In the text about Exeter Arena, how long were the Rewe family tenants of Whipton Barton?

**Page extract**
═══
Sports venue in Exeter, England

Exeter Arena, formerly known as the Exhibition Fields, is an outdoor sports complex at Whipton Barton in Exeter, Devon.

==History==
===Early agricultural exhibitions===
The land was part of the Whipton Barton farm estate, which was itself a tenant farm of the Poltimore Estate, seat of the Bampfylde family, with the Rewe (spelt Rew in some reports) family being tenants of Whipton Barton for over 300 years.

Rewe used the 'exhibition fields' in 1850, as the location for the Royal Show of the Royal Agricultural Society of England, where it was described as having "a deep, red loamy surface soil, with gravelly base".

Following a change of tenancy, in the early 1900s, the fields to the North of the Barton continued to be used for agricultural shows (possibly the same fields used for the RASE show in the 1850s).
═══
**Extracted records**
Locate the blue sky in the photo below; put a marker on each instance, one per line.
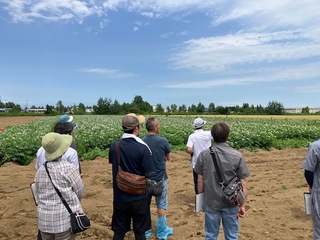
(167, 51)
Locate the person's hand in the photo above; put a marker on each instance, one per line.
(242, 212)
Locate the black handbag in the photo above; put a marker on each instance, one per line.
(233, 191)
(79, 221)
═══
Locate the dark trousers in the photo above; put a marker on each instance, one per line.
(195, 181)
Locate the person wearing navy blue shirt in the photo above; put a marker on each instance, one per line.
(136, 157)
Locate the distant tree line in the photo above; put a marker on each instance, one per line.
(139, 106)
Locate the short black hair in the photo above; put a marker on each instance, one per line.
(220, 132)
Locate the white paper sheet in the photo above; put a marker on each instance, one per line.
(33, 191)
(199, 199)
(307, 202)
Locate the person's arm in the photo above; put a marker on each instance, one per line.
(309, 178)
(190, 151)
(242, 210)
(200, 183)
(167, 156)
═══
**Solved exercise**
For over 300 years.